### Source information ###
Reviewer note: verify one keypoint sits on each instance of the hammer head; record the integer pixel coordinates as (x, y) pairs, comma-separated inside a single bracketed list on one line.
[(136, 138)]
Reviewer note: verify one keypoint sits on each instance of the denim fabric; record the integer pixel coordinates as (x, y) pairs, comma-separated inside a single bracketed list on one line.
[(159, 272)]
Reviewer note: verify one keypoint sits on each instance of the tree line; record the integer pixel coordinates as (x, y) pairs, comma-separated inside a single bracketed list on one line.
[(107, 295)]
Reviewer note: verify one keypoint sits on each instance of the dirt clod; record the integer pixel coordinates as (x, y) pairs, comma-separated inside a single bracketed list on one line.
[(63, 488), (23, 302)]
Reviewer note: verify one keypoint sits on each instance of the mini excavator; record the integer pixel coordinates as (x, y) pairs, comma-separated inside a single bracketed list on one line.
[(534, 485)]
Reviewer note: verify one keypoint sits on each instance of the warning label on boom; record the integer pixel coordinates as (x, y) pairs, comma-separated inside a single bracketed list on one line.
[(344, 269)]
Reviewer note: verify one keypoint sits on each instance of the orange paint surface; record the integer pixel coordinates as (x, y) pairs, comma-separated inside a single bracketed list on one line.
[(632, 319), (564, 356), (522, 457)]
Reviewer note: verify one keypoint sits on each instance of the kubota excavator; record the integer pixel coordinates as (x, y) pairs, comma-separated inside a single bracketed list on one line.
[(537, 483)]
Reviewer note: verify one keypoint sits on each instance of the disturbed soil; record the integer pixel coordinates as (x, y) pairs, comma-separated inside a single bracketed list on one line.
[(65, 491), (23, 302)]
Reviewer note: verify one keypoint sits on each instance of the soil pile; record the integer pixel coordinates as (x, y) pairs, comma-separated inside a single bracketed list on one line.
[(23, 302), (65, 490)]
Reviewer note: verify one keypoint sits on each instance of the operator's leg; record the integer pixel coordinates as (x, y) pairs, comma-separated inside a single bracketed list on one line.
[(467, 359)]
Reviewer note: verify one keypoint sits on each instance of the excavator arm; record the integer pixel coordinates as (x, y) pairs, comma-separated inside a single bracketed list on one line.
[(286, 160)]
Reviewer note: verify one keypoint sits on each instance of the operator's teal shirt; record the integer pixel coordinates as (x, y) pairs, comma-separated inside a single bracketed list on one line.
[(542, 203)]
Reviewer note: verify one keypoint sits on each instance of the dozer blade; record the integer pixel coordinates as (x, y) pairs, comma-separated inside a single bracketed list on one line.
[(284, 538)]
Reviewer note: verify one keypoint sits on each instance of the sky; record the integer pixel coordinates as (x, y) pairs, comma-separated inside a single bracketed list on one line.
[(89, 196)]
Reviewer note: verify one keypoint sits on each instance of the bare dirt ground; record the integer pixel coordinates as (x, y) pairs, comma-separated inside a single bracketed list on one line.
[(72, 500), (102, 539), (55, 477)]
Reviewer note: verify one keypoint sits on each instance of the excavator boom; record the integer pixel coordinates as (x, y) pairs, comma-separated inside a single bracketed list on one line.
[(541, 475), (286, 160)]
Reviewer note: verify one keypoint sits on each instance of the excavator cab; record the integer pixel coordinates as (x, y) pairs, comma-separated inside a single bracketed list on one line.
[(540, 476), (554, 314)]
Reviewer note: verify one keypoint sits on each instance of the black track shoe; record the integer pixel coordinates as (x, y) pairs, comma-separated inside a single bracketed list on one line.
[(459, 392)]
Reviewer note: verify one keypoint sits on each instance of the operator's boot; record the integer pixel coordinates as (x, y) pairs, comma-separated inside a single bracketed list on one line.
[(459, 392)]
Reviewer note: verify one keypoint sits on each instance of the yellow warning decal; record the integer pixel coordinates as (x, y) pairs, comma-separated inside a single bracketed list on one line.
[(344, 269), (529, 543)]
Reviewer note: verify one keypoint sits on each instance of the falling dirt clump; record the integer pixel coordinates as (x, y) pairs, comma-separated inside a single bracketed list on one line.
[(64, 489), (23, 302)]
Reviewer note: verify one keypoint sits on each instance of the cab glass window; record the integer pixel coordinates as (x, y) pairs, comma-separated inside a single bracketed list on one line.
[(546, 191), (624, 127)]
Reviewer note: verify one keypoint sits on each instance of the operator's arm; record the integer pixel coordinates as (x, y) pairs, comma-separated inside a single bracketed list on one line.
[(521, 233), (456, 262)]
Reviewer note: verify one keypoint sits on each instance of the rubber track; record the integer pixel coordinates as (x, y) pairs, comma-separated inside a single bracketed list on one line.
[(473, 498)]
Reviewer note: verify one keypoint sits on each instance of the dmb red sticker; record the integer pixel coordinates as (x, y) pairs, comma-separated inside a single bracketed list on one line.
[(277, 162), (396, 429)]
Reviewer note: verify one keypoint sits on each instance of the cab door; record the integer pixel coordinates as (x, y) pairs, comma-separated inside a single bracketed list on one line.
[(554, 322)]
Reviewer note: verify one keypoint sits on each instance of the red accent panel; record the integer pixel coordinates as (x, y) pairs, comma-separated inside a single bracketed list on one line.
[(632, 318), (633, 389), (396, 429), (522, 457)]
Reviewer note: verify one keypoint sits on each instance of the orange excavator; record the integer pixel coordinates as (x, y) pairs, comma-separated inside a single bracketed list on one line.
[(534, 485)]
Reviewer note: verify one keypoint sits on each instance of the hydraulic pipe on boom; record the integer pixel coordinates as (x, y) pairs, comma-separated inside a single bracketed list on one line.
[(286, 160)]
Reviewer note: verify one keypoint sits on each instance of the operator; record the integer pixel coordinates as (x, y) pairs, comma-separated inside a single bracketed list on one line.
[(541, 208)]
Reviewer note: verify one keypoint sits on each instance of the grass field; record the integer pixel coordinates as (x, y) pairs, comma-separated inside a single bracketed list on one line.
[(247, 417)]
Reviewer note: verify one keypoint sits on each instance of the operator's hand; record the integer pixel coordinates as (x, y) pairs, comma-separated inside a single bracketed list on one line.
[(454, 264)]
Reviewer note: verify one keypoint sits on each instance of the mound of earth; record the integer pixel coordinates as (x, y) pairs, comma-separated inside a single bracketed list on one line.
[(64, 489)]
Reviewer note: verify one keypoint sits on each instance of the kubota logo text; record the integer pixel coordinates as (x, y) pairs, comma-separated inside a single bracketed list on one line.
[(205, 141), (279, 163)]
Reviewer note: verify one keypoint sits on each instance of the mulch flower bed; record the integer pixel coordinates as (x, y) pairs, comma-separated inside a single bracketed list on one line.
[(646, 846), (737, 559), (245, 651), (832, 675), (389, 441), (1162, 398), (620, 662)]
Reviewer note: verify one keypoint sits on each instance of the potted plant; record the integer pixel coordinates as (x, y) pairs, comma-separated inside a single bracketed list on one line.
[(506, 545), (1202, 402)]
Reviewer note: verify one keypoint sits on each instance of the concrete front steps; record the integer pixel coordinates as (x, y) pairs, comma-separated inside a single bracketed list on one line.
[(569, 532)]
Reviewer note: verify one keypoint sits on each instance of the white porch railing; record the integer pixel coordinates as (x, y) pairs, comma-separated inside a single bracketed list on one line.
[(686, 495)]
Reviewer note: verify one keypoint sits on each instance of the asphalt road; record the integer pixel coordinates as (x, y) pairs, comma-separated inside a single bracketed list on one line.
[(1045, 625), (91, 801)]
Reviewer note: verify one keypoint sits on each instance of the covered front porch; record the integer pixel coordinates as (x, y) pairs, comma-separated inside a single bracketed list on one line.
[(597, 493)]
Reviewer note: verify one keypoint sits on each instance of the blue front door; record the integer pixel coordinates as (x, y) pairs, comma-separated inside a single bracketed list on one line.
###
Exercise goal -
Please return every line of the data, unaltered.

Reply to the task -
Reviewer note: verify one keypoint sits on each instance of the hammer head; record the integer pixel coordinates as (x, y) pairs, comma-separated inside a single bracketed list on one line.
[(136, 138)]
Reviewer note: verify one keypoint sits on each instance of the denim fabric; record the integer pixel coordinates as (x, y) pairs, comma-separated inside a single bracketed list on one line.
[(159, 272)]
Reviewer note: verify one keypoint sits on each instance of the tree line; record the integer pixel coordinates as (x, y) pairs, comma-separated inside a single bracketed list on one line.
[(107, 295)]
Reviewer note: verify one keypoint sits on each instance of the dirt clod; record the integer pixel coordinates as (x, y) pairs, comma-separated inside a single bracketed list on one line.
[(63, 488), (23, 302)]
Reviewer note: verify one keypoint sits on each instance of the mini excavator; record the integer pixel coordinates as (x, y) pairs, comma-separated inside a single bracketed list on one line.
[(534, 485)]
Reviewer note: verify one keypoint sits on each instance of the warning label on boom; record the integer pixel coordinates as (x, y) pairs, comma-separated inside a single bracketed list on one line.
[(344, 269)]
Reviewer note: verify one keypoint sits on each instance of the orange paint surface; record the integer pixel coordinates as (x, y) pairs, comma-separated inside a single bracketed list on one line.
[(632, 319), (564, 356), (522, 457)]
Reviewer note: verify one keypoint sits on each instance of the kubota excavator; record the integer pixel coordinates as (x, y) pairs, comma-separated inside a single bracketed list on one line.
[(537, 483)]
Reviewer note: verify one keypoint sits on each instance of the disturbed soil; record the integer pixel coordinates as (x, y) pairs, comma-separated inside a single bracketed list on one line.
[(65, 491), (23, 302)]
Reviewer note: verify one keypoint sits on each instance of the soil pile; record the integer pixel coordinates as (x, y) pairs, comma-separated inside a single bracketed list on one line.
[(23, 302), (65, 490)]
Reviewer note: verify one keypoint sits on each instance of the operator's leg; record the integer pixel coordinates as (x, y) pairs, comma-separated inside a single bracketed list on one line.
[(467, 359)]
Reviewer note: verify one keypoint sits on each instance of the excavator arm; record the integer pixel coordinates as (x, y) pairs, comma-separated inside a single bracketed list on one line.
[(286, 160)]
Reviewer note: verify one keypoint sits on each instance of the operator's teal shirt; record the integer pixel coordinates as (x, y) pairs, comma-separated inside a single bracketed list on one line.
[(542, 203)]
Reviewer note: verify one keypoint sits on each instance of the dozer blade; record the integer pixel coordinates as (x, y) pairs, comma-separated inside a single bracketed list on one line.
[(284, 538)]
Reviewer note: verify one keypoint sits on each instance of the sky; record the integer pixel coordinates as (x, y) pairs, comma-separated inside a single bracketed list on one line.
[(89, 196)]
Reviewer note: verify one keypoint sits on each instance of the bare dirt ground; record the integer pixel coordinates as (x, y) pairs, comma-separated inside a single bracketed list on one line.
[(72, 500), (102, 539), (55, 477)]
Reviewer note: verify one keypoint sits on each instance of the excavator boom; record the integer pixel coordinates as (x, y) pairs, comma-separated inside a single bracketed list on one line.
[(541, 475), (286, 160)]
Reviewer note: verify one keypoint sits on each instance of the excavator cab; record the integer pixel coordinates as (x, y) pairs, comma-separated inside a single bracketed list on one line.
[(540, 476), (554, 314)]
Reviewer note: verify one keypoint sits on each instance of the black track shoe; record the integer pixel coordinates as (x, y) pairs, comma-separated inside a single bracketed list on one line.
[(459, 392)]
Reviewer note: verify one keypoint sits on each instance of the operator's boot; record the integer pixel coordinates as (x, y) pairs, comma-separated inside a single bracketed list on one line.
[(459, 392)]
Reviewer note: verify one keypoint sits on each instance of the yellow warning decal; record the integer pixel coordinates as (x, y) pairs, comma-separated inside a single bracketed list on one line.
[(344, 269), (529, 543)]
Reviewer note: verify one keypoint sits on each instance of the falling dirt clump; record the integer pixel coordinates as (x, y) pairs, comma-separated inside a single bracketed list on one line.
[(64, 489), (23, 302)]
Reviewer note: verify one keypoint sits on each instance of the cab glass window; record the integer pixel coordinates as (x, y) pairs, comma-separated inside a single bracketed list on one line.
[(546, 191), (624, 127)]
Reviewer note: verify one keypoint sits on each instance of the operator's arm; record the integer pixel coordinates as (x, y) pairs, comma-separated inside a single bracketed list on one line.
[(521, 233), (456, 262)]
Reviewer note: verify one keypoint sits on each instance of the rubber track; record the integer pixel coordinates as (x, y) pairs, comma-separated inside a single bracketed list on one line.
[(473, 498)]
Reviewer note: verify one keypoint sits on each instance of the dmb red sticker; record the integer pixel coordinates as (x, y) pairs, comma-separated inside a single bracketed list on one line.
[(277, 162), (396, 429)]
Reviewer note: verify one keypoint sits on each instance of the cab door; record the integer pixel coordinates as (x, y) pairs, comma-separated inside a single bracketed list on one line.
[(554, 322)]
Reviewer note: verify one keypoint sits on each instance of the red accent panel; record the integer pixel coordinates as (x, y) pairs, comma-separated inside a single bracketed list on one line.
[(632, 318), (633, 389), (396, 429), (522, 457)]
Reviewer note: verify one keypoint sits on each instance of the orange excavator; record the integer pixel coordinates as (x, y) pairs, comma-separated inside a single bracketed list on one line.
[(534, 485)]
Reviewer note: verify one keypoint sits on each instance of the hydraulic pipe on boom; record the integer pixel coordinates as (x, y) pairs, comma-separated inside a single bracketed list on one line.
[(286, 160)]
Reviewer note: verify one keypoint sits on each instance of the operator; record the integer pixel coordinates as (x, y) pairs, comma-separated inside a single bracketed list on one line.
[(541, 208)]
Reviewer note: verify one keypoint sits on each instance of the grass field; record the integer pixel coordinates as (x, y) pairs, comma-separated inside a single bracketed list on one line.
[(247, 417)]
Reviewer note: verify one keypoint sits on each instance of the operator's hand; record the integer pixel coordinates as (x, y) pairs, comma-separated inside a single bracketed list on one line.
[(454, 264)]
Reviewer note: verify one keypoint sits on each instance of the mound of earth; record the integer pixel coordinates as (x, y) pairs, comma-separated inside a single bracketed list on one line.
[(64, 489)]
Reviewer note: verify one keypoint sits on each instance of the kubota logo text; record the integer pixel coordinates as (x, y) pairs, comma-separated inside a single bracketed list on one line.
[(205, 141), (279, 163)]
Reviewer note: verify one keypoint sits on each instance of the mulch flower bed; record the integer pixel coordinates as (x, y) pairs, comma-separated inside a single bracketed list on one line.
[(646, 846), (737, 559), (245, 651), (832, 675), (389, 441), (1162, 398), (620, 662)]
Reviewer note: verify one keypoint sits on each instance of the potted plant; record the integer pixel coordinates as (x, y) pairs, comma-separated inside a single bracketed list on one line.
[(506, 545), (1202, 402)]
Reviewer note: verify one keypoint sits on each instance of the concrete front steps; record the integer pixel coordinates as (x, y) pairs, comma-separated inside a single bracketed list on one line.
[(569, 532)]
Reviewer note: verify one keypoint sits on each instance of the white porch railing; record the integer pixel coordinates as (x, y) pairs, comma-separated inside a single bracketed list on one line.
[(686, 495)]
Reviewer note: verify one keypoint sits on each instance of the asphalt road; record the integer pixel coordinates as (x, y) pairs, comma-separated inside a single bracketed list on one line.
[(1045, 625), (91, 801)]
Reviewer note: verify one keypoint sits on each instance of the covered front porch; record the integer pixel coordinates as (x, y) pairs, comma-separated inside a single bracketed list on one line.
[(597, 493)]
Reviewer note: verify one keypoint sits on each instance of the blue front door; record the integer pixel coordinates as (x, y) pairs, comma-separated inside a single bracketed list on one line.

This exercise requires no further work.